Copy the records below line for line, leaving out the pictures.

[Part of a data file]
◇ ◇ ◇

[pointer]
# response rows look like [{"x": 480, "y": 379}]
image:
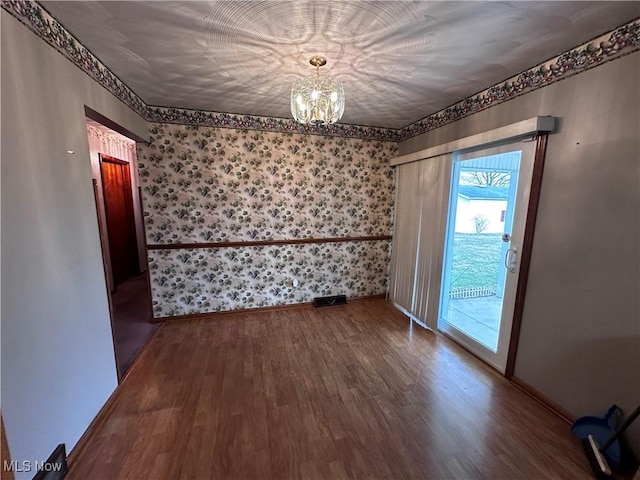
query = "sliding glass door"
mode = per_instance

◇ ◇ ◇

_Response to the task_
[pointer]
# response rows look like [{"x": 480, "y": 379}]
image:
query = "sliding glass door"
mode = per_instance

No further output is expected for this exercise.